** Begin Material for the task **
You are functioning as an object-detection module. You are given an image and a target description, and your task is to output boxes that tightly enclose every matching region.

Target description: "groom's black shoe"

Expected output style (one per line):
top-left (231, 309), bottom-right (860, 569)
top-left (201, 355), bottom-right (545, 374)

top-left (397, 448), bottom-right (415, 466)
** End Material for the task **
* _Set exercise_
Can you rewrite the whole listing above, requests included, rescaling every box coordinate in the answers by 0.85 and rounding each to a whole number, with halves rounded up? Keep the numbers in the requests and their format samples unchanged.

* _Task response_
You are functioning as an object-detection module. You are given an image and a target description, and your task is to output boxes that tightly enclose every matching region.

Target description: "groom's black shoe"

Expected output style (one per line):
top-left (231, 309), bottom-right (860, 569)
top-left (201, 355), bottom-right (545, 374)

top-left (337, 381), bottom-right (353, 396)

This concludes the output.